Reading passage -
++++++++
Medium Range: On the 23rd and 24th of October, the GFS and CMC models lost some of their initial support for hurricane Sandy to strike the region, while the UKMET sided with a further east track as well. At some point, both the GFS and CMC suggested that Sandy would track well offshore with a part of Sandy splitting and becoming a somewhat separate system affecting the region. The GFS model, however, was consistent with tracking Sandy well east of the region, either escaping well east of North America or tracking towards Atlantic Canada.

Despite the CMC, the first model to show direct impact from Sandy, losing its initial support, the ECM model remained consistent with Sandy making landfall in the region with extreme impacts, with a track close to the actual result, alternating between Long Island and New Jersey. Confidence was not certain at that time regarding a direct Mid Atlantic landfall, although confidence was gradually increasing, especially with the GFS and CMC individual ensemble members contradicting the operational runs and siding with the ECM; the October 23 forecast discussion noted these differences between the ensemble members and operational models, and while confidence was not high enough to forecast with certainty a direct hit on the region, confidence did increase on such a solution and the GFS was considered to be an eastern outlier.

The GFS’ model 10/27 0z run, showing Sandy making landfall over New Jersey, is posted below (source: NCEP Model Analysis and Guidance). Click on the image to enlarge.

Short Range: By October 25, four days before Sandy made landfall, the model guidance had settled on a consensus that Sandy would strike the region as a historic storm, while the ECMWF remained consistent with its earlier outlook of a direct landfall in the region. The GFS took longer to trend towards this solution, initially showing Sandy making landfall over Maine, not showing this taking place close to the NYC area until the 10/25 12z run. By that point, the sharp turn to the west and landfall in the Mid Atlantic was expected to happen, but the location of the landfall remained uncertain; aside from a handful of CMC runs taking Sandy into Maine, potential landfall locations generally ranged from Long Island or NYC on the GFS to the Delmarva Peninsula on the ECM, in which case the worst of Sandy would have stayed south of the NYC area. This range gradually narrowed down until the day before the storm, when
the consensus was settled for a southern New Jersey landfall.
++++++++
Could you resume the Hurricane Sandy forecast passage, starting right after its final sentence? You can leave the records aside; they play no part here.

Information supplied -
++++++++
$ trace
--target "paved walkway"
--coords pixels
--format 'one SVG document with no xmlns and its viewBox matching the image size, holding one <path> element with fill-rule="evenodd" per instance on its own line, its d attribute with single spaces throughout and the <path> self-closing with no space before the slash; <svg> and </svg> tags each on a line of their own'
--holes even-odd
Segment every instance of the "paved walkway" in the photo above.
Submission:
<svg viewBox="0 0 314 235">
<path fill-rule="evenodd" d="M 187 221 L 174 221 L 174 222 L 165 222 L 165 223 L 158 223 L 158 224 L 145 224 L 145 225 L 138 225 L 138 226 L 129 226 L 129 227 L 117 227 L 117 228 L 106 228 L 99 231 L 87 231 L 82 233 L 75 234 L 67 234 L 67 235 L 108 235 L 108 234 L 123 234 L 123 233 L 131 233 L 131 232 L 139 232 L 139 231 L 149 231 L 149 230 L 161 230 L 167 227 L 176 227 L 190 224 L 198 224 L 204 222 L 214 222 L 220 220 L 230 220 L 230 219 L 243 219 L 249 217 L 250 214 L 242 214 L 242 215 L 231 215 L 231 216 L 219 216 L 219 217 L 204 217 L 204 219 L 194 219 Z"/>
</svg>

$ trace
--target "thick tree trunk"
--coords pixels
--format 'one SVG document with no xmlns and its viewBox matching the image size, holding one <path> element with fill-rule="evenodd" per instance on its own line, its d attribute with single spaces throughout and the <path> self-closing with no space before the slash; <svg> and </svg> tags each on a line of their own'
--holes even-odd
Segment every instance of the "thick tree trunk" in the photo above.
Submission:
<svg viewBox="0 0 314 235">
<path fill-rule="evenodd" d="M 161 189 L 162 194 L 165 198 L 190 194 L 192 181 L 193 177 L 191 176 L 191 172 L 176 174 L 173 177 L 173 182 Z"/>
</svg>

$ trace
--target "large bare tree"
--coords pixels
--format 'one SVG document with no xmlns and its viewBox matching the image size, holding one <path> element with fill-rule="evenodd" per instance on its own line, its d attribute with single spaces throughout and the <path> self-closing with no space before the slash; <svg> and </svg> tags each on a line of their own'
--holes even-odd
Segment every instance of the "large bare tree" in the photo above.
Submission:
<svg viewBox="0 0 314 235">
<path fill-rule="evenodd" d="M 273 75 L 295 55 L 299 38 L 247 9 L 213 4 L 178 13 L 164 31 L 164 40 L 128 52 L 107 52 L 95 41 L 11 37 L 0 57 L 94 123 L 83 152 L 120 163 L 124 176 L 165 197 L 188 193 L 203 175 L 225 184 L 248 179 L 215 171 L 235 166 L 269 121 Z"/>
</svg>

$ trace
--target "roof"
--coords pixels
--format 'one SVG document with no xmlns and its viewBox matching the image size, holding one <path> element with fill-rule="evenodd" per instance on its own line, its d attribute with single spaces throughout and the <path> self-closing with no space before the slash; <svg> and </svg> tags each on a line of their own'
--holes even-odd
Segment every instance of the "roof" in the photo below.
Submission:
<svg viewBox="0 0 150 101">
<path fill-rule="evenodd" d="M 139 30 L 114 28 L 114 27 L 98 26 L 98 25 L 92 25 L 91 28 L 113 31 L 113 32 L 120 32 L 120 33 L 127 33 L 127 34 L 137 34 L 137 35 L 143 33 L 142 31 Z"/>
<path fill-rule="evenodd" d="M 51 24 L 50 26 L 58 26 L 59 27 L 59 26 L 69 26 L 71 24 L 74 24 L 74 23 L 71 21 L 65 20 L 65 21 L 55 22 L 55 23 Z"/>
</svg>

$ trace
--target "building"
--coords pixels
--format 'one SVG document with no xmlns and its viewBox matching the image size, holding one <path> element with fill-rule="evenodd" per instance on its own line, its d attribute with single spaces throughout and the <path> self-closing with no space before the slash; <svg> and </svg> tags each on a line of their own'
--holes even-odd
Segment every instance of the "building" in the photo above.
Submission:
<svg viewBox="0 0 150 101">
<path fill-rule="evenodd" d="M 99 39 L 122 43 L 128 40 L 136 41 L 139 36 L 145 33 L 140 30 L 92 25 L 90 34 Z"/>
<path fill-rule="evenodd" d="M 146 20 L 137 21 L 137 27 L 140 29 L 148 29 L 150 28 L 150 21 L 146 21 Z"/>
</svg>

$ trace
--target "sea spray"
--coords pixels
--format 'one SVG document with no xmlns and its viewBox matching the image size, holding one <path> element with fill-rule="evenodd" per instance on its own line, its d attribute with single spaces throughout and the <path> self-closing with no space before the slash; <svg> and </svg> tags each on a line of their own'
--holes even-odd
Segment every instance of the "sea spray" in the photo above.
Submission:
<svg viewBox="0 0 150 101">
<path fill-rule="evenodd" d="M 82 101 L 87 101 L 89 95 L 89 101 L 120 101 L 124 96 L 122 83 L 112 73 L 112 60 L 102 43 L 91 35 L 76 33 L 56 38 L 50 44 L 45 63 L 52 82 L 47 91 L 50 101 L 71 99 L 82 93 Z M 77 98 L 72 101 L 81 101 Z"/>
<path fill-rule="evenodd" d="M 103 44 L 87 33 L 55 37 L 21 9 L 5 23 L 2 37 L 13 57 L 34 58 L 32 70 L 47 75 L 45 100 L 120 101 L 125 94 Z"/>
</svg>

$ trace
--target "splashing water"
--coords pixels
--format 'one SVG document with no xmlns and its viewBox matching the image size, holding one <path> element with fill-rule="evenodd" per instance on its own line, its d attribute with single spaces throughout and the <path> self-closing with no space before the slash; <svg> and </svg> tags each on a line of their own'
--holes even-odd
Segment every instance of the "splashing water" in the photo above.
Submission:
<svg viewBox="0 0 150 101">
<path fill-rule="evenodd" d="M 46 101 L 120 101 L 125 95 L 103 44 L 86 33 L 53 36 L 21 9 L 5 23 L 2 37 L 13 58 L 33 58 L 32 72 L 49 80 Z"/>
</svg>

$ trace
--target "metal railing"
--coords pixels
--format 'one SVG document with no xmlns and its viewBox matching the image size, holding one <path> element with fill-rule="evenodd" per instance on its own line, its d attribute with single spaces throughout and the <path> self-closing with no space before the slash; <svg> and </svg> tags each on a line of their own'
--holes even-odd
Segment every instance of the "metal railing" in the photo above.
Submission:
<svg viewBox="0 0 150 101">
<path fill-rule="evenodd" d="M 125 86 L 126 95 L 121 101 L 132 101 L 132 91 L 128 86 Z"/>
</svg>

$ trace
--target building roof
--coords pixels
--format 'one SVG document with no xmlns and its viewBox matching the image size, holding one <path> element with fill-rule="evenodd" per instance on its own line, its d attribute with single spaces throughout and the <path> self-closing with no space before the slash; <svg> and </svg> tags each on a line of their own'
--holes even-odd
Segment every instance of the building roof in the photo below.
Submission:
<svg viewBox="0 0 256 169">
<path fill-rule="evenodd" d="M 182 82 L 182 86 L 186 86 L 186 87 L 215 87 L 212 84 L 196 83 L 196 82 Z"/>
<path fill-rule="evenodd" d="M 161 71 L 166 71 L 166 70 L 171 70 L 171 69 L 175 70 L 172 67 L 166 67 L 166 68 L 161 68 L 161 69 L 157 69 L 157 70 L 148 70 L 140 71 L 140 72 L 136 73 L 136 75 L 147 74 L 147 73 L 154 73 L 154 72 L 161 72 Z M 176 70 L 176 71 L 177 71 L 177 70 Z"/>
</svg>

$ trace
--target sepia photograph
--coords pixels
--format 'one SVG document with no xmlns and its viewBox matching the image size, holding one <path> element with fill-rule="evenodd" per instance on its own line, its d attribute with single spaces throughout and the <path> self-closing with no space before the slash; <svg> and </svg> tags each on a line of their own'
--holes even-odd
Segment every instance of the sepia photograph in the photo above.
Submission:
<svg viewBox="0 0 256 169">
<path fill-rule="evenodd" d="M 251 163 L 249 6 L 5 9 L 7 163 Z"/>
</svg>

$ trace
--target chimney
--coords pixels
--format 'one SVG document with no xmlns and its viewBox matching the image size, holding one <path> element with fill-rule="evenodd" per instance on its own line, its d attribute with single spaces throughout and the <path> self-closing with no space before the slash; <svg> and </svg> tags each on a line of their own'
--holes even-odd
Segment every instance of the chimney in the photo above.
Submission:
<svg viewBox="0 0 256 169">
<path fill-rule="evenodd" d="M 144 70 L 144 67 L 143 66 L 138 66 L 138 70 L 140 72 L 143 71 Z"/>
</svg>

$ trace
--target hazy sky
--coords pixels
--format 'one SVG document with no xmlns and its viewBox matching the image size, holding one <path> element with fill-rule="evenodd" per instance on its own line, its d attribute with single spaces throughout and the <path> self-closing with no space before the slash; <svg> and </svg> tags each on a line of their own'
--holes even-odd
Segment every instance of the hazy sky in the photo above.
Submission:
++++++++
Result -
On October 25, roughly 4 days away from the storm, it was just about certain Sandy would take the highly unusual step of retrograding west and making landfall over the Mid Atlantic region. The October 25 forecast discussion sided with this expectation, with heavy rain, coastal flooding and damaging wind gusts expected, although by that point the main areas of uncertainty were regarding the exact landfall location. There was high confidence regarding a general landfall range between the Delmarva Peninsula and Long Island, with this range gradually narrowed down until the day before the event. Confidence remained high on a landfall to take place over New Jersey during this time frame. The landfall location ended up in southern New Jersey, south of what the GFS model had indicated but north of the ECMWF, which took Sandy into the Delmarva Peninsula.

* The CMC and ECMWF models run twice a day, with an 0z run (1 AM) and a 12z run (1 PM). The GFS has four runs day, at 0z (11 PM the preceding day), 6z (5 AM), 12z (11 AM), and 18z (5 PM).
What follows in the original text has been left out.